### Exercise
Collect each line in the material below that contains the string "green". The match is case-sensitive.

>> START Stored records

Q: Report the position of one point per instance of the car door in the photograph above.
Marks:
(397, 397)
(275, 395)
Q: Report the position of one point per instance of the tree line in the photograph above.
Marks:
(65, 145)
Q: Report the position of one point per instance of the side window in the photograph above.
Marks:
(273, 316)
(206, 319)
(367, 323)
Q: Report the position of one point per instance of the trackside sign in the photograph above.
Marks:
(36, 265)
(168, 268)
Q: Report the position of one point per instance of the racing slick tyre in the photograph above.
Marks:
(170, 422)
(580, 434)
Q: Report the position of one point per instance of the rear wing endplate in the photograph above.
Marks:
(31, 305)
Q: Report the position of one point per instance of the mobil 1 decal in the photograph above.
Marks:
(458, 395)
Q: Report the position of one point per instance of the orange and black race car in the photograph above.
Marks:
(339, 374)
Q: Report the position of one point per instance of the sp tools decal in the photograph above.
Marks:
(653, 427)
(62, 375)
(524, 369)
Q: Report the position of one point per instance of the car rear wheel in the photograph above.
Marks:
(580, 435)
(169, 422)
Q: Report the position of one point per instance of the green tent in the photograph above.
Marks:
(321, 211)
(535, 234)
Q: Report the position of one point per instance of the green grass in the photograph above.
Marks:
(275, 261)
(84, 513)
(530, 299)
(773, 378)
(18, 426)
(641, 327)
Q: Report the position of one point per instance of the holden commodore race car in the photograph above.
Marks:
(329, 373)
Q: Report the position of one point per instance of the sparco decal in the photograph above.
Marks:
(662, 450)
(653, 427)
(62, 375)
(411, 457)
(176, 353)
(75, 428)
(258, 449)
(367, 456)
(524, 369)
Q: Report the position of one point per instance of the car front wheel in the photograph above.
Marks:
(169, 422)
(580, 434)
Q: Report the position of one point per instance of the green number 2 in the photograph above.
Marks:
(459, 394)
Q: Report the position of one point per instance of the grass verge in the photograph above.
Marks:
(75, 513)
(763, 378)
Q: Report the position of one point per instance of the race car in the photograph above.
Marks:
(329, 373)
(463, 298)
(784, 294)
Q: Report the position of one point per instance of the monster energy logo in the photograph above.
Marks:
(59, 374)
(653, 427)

>> END Stored records
>> START Stored records

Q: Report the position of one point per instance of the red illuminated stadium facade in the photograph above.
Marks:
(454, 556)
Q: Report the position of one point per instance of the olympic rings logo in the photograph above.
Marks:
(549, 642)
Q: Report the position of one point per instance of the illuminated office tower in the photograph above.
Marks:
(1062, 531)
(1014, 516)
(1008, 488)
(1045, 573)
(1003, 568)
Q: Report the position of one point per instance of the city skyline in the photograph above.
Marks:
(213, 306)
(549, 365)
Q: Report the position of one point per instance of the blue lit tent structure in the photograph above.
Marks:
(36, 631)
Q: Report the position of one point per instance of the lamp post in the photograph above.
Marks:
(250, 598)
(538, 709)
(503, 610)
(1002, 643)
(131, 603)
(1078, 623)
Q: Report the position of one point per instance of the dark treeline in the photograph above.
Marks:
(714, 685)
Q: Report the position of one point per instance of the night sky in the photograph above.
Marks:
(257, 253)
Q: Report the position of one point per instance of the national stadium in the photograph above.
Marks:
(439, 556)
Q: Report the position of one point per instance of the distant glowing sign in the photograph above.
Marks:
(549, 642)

>> END Stored records

### The reply
Q: Report the position of one point per instance of the green tent in the photograph above.
Q: Report the position of one point per instance of the green grass in the photograph above.
Q: Report the position of one point per instance of the green number 2 in the photograph above.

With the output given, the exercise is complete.